SUPPLIED TEXT Start Marker

Revolution Beauty Group has narrowed its losses in the first half of the year despite reporting a 4.3 percent drop in revenue driven by weaker digital sales.
The British beauty company generated H1 sales of 75.3 million pounds, down from 78.6 million pounds a year earlier, according to its unaudited results for the six months ended August 31.
UK stores revenue increased 21 percent thanks to new distribution in Boots and a “good performance” across Superdrug stores, but Rest of the World sales fell 6 percent, which it said was primarily due to the timing of order placings.
Digital wholesale revenue was down 22 percent, while the company’s own web store sales fell 8 percent.
“The half was one where our digital business was impacted by consumers moving back to bricks-and-mortar retail stores post-pandemic, but where Revolution's omni-channel retail strategy mitigated the decline, with solid retail performances in our key markets,” CEO Bob Holt said in a statement.
Despite the overall decline in sales, the company managed to narrow its loss after tax to 13.4 million pounds from 28.9 million pounds a year earlier, while its adjusted EBITDA loss narrowed to 7.5 million pounds from a loss of 9.5 million pounds.
Revolution Beauty said it has seen “encouraging trading” in FY24 so far, with revenue and adjusted EBITDA at the end of Q1 in line with internal forecasts.
“The sell through in key retailers has been strong, despite the cost-of-living crisis, demonstrating the strength of our brand and price proposition,” the company said. “The global outlook for the beauty business continues to grow.”
Revolution Beauty said it expects FY24 revenue to grow in the high single digits, and constant currency adjusted EBITDA to be in the high single digit millions.
Last week, Revolution beauty announced that co-founder Tom Allsworth would be stepping down from his position as non-executive chairman, and would be succeeded by senior non-executive director Derek Zissman.
Zissman has been at Revolution Beauty since its IPO in July 2021, and most recently led the structural and governance changes enacted after an investigation found the company inflated its FY22 sales figures in order to meet annual targets.

SUPPLIED TEXT End Marker
GIVEN INFORMATION Start Marker

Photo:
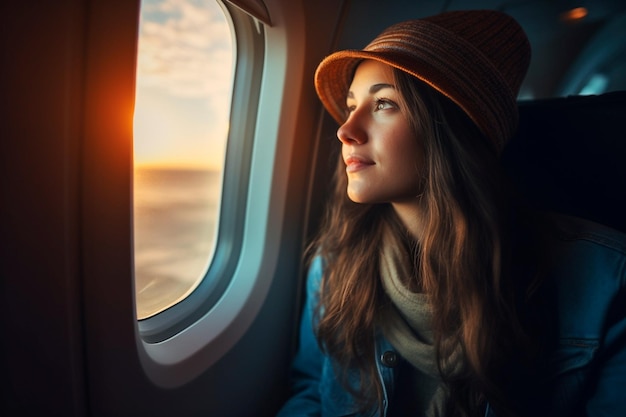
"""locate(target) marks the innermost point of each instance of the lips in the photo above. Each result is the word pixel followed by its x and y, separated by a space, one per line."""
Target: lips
pixel 356 163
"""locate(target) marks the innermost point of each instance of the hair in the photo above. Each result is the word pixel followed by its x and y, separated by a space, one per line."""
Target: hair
pixel 460 260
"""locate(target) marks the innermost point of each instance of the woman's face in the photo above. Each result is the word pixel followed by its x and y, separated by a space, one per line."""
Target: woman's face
pixel 383 157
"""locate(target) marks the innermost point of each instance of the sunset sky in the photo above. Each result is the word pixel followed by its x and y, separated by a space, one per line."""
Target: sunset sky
pixel 184 72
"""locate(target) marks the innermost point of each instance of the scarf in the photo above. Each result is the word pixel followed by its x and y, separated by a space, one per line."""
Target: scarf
pixel 407 325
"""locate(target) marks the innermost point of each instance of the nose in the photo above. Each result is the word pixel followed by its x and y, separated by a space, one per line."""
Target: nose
pixel 352 130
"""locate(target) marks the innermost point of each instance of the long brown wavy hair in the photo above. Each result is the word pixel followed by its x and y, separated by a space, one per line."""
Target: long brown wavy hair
pixel 460 260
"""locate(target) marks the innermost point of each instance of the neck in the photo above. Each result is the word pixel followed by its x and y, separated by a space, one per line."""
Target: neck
pixel 410 213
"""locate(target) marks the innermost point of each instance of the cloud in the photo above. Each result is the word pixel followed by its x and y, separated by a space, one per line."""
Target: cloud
pixel 185 48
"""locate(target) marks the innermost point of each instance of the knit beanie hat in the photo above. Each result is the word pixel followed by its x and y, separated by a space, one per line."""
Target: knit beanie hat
pixel 476 58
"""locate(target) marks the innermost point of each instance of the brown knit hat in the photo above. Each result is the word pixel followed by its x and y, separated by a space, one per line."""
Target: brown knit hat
pixel 476 58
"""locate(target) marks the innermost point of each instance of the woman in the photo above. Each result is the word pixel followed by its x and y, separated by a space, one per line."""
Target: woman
pixel 432 292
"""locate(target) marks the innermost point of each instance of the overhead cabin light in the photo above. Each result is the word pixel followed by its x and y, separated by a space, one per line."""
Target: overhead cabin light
pixel 574 15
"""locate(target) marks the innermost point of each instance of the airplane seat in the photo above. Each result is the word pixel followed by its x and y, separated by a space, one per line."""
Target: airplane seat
pixel 569 156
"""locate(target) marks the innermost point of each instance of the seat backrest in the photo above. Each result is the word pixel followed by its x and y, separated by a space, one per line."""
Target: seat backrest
pixel 569 156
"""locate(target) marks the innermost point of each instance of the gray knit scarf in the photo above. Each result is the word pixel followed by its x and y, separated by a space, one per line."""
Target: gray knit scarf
pixel 407 326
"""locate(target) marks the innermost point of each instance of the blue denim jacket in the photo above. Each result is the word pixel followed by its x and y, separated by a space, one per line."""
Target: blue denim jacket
pixel 582 304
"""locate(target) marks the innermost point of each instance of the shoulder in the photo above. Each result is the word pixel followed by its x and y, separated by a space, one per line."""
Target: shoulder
pixel 582 270
pixel 582 252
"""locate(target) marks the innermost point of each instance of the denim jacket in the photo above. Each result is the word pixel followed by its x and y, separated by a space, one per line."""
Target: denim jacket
pixel 582 306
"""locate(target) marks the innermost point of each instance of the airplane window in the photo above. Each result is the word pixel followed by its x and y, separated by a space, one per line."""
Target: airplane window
pixel 184 71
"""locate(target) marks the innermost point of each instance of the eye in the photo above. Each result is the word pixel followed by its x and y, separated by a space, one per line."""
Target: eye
pixel 384 104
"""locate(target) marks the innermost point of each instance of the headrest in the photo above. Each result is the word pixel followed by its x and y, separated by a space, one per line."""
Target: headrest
pixel 569 156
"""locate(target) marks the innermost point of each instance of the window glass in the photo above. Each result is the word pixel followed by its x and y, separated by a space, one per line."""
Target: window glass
pixel 184 71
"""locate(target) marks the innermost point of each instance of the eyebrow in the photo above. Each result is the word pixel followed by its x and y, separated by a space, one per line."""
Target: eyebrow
pixel 374 89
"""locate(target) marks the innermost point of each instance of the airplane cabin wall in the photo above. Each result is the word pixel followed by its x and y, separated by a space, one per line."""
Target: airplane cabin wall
pixel 70 339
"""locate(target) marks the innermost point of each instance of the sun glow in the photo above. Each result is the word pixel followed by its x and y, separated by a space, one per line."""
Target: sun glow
pixel 184 71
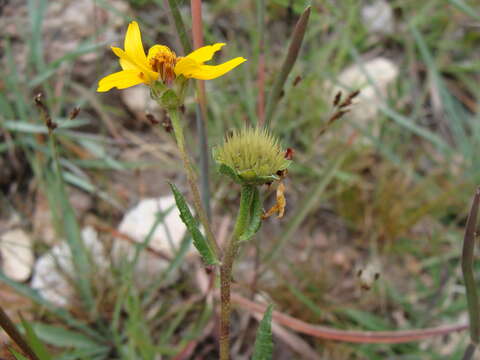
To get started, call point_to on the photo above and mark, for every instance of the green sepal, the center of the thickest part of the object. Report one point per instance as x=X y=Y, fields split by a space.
x=256 y=211
x=199 y=241
x=227 y=170
x=249 y=177
x=263 y=349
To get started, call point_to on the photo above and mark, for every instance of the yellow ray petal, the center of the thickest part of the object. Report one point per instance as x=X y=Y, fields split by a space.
x=127 y=63
x=120 y=80
x=207 y=72
x=205 y=53
x=133 y=44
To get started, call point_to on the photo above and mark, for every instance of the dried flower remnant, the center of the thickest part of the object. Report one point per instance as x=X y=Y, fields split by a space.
x=161 y=64
x=279 y=207
x=51 y=125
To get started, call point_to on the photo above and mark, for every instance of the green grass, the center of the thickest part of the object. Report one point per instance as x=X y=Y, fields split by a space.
x=399 y=195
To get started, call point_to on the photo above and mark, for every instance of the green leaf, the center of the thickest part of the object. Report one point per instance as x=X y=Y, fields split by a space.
x=255 y=217
x=33 y=340
x=199 y=240
x=17 y=355
x=60 y=337
x=263 y=340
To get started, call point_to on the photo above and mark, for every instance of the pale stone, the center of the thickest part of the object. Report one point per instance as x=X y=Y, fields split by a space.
x=378 y=17
x=139 y=101
x=372 y=78
x=16 y=254
x=53 y=269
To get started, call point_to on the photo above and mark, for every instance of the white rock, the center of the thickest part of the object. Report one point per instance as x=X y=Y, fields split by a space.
x=16 y=254
x=169 y=233
x=139 y=101
x=381 y=72
x=378 y=17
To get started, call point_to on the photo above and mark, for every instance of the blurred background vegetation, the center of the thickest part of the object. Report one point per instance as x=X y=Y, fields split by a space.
x=386 y=189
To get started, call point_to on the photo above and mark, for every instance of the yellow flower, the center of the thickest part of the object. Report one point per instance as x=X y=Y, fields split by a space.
x=161 y=63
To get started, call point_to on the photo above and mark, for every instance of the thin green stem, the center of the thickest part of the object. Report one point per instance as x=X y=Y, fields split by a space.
x=290 y=59
x=7 y=324
x=191 y=178
x=230 y=254
x=468 y=253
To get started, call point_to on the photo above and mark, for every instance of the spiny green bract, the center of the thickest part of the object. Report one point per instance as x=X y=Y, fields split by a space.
x=252 y=152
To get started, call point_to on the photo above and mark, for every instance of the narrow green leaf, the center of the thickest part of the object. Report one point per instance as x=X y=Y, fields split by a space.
x=199 y=240
x=66 y=217
x=61 y=337
x=33 y=340
x=17 y=355
x=263 y=340
x=290 y=59
x=255 y=217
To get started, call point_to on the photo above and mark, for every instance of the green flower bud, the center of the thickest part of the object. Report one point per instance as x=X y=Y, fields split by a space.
x=251 y=156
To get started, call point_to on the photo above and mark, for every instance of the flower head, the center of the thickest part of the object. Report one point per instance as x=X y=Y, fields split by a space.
x=161 y=63
x=251 y=156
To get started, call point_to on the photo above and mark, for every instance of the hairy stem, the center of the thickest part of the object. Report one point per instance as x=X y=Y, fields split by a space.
x=191 y=178
x=229 y=256
x=468 y=257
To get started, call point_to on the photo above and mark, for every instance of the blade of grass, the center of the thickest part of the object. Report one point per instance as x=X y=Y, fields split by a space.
x=468 y=257
x=201 y=110
x=7 y=324
x=292 y=54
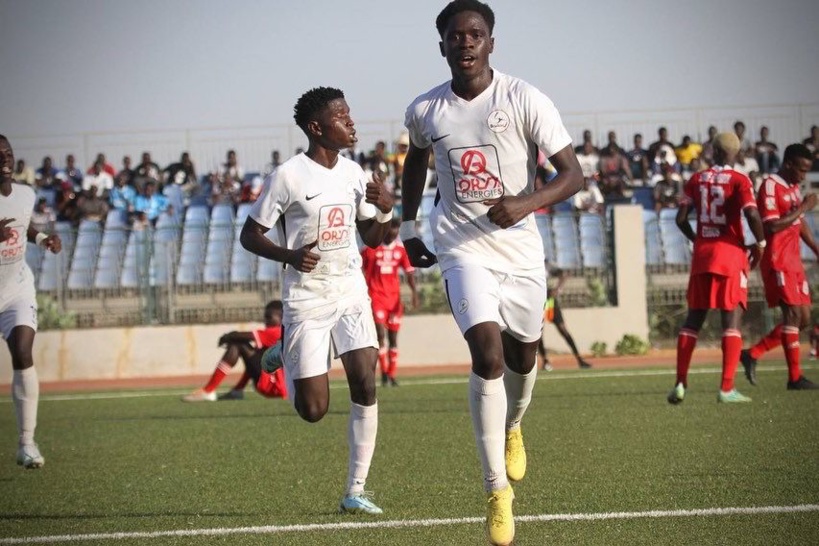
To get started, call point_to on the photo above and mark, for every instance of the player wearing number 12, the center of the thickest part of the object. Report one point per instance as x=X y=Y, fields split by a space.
x=719 y=268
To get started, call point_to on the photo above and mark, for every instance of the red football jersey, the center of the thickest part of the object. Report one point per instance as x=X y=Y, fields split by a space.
x=776 y=199
x=719 y=196
x=267 y=337
x=381 y=266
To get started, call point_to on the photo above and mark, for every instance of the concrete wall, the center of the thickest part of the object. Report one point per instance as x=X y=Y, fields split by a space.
x=164 y=351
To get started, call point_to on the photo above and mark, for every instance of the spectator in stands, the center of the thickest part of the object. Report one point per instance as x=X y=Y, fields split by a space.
x=91 y=206
x=71 y=173
x=747 y=165
x=183 y=174
x=744 y=142
x=767 y=156
x=106 y=167
x=401 y=149
x=126 y=170
x=66 y=202
x=231 y=170
x=147 y=171
x=150 y=202
x=224 y=188
x=586 y=139
x=589 y=160
x=615 y=173
x=638 y=160
x=123 y=195
x=812 y=142
x=662 y=144
x=97 y=176
x=43 y=217
x=687 y=152
x=667 y=190
x=589 y=199
x=23 y=173
x=46 y=175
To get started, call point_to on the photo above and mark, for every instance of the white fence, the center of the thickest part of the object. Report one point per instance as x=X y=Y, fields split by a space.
x=253 y=145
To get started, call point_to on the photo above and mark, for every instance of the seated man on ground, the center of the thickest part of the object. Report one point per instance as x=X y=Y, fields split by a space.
x=250 y=346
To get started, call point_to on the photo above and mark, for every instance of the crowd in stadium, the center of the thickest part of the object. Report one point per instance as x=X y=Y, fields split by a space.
x=611 y=172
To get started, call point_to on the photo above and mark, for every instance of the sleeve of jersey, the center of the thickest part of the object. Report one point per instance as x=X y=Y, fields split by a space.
x=413 y=124
x=545 y=125
x=768 y=201
x=364 y=210
x=272 y=201
x=746 y=192
x=687 y=197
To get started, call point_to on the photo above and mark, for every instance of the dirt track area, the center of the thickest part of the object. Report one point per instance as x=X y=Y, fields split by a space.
x=657 y=358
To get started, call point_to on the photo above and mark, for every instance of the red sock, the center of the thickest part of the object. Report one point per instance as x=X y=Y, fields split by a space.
x=731 y=347
x=771 y=340
x=790 y=342
x=218 y=375
x=242 y=382
x=686 y=341
x=382 y=361
x=393 y=360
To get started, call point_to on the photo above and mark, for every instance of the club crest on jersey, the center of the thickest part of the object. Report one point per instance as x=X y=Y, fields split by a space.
x=498 y=121
x=335 y=227
x=476 y=172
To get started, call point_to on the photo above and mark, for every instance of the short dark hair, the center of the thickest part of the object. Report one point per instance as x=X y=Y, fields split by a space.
x=795 y=151
x=313 y=102
x=458 y=6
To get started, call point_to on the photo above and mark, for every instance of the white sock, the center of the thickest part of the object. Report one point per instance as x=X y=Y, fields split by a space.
x=25 y=390
x=519 y=389
x=487 y=404
x=361 y=432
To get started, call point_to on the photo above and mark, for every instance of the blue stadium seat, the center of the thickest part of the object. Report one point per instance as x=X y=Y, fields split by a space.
x=84 y=260
x=114 y=241
x=544 y=227
x=567 y=244
x=654 y=248
x=643 y=196
x=592 y=240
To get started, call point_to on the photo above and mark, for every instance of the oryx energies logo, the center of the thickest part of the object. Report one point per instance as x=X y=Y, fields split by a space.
x=476 y=172
x=335 y=227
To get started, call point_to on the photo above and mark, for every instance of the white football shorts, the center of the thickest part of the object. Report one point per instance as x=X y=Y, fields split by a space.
x=19 y=310
x=307 y=344
x=514 y=302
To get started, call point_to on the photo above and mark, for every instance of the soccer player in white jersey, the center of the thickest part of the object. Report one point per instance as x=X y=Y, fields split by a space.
x=485 y=129
x=317 y=199
x=18 y=303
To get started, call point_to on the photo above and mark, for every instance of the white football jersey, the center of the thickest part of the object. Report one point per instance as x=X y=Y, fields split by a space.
x=484 y=149
x=310 y=203
x=14 y=271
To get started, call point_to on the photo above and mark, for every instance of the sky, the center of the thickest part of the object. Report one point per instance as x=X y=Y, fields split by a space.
x=79 y=66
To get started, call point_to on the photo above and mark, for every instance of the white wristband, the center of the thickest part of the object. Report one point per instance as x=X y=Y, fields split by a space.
x=383 y=217
x=408 y=230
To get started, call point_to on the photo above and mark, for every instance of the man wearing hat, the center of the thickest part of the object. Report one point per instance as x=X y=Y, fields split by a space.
x=719 y=266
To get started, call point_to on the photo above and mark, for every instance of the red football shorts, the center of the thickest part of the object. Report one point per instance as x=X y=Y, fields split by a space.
x=788 y=287
x=388 y=313
x=712 y=291
x=272 y=385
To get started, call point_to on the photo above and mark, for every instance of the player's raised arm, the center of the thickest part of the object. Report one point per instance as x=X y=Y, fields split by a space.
x=412 y=184
x=253 y=239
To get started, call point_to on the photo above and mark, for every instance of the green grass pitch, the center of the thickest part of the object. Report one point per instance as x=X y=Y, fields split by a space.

GIVEN INFORMATION End Marker

**WHAT THIS TASK INVOLVES**
According to the text on Revolution Beauty's first-half results, by what percentage did the company's own web store sales fall?

**EXPECTED ANSWER**
The company's own web store sales fell 8 percent.